WHAT TO DO » The records below must be transcribed exactly. Do not include the pictures.

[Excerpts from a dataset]
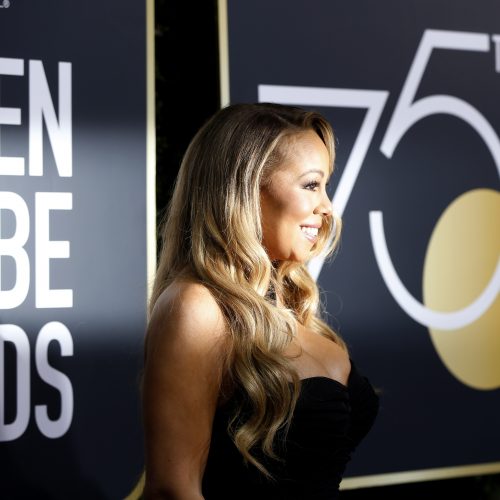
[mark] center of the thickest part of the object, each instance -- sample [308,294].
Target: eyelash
[313,185]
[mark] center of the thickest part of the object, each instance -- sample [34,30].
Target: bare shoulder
[186,313]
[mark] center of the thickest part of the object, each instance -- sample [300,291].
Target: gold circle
[460,260]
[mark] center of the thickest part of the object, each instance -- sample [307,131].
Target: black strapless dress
[329,421]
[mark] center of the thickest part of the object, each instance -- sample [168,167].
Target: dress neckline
[328,380]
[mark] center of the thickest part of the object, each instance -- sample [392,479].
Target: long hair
[213,231]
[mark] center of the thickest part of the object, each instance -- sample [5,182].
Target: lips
[311,233]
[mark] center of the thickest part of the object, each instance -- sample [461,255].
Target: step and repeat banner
[412,90]
[73,253]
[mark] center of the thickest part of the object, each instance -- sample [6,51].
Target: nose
[325,205]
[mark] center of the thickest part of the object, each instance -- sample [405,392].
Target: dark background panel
[101,454]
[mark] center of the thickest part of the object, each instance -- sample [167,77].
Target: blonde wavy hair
[213,231]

RESULT OF THE EXERCISE »
[mark] center of the thickest part of the object, each instance -- sample [308,294].
Target: eyelash
[313,185]
[mark] center of the thickest part of the object, each instance -- sample [34,30].
Target: bare shoulder
[186,313]
[mark] center of the thickest part of the object, each instance -- sample [300,291].
Target: gold circle
[460,260]
[mark] center of the thickest part of the object, each instance -- sample [307,131].
Target: black strapless dress
[329,421]
[mark] center of the thickest part of the object, each instance -- sample [168,167].
Target: dress neckline
[328,380]
[mark] center of the thickest part of the object, each instance -- sample [392,479].
Target: long hair
[213,231]
[mark] center of the thickest part of the object, each instance -- sample [5,182].
Target: lips
[311,233]
[mark] center of the thickest part of the object, each instance -- sample [461,255].
Target: step and repeat banner
[412,90]
[73,253]
[mark] center of the thickest part of the object, each instance -- sample [6,51].
Target: nose
[325,205]
[mark] center of the thickest part of the object, each instance -- sample [405,392].
Target: dark background panel
[101,454]
[mark] center of the thickest part of the object, each instance -- sample [167,77].
Target: blonde wavy hair
[213,231]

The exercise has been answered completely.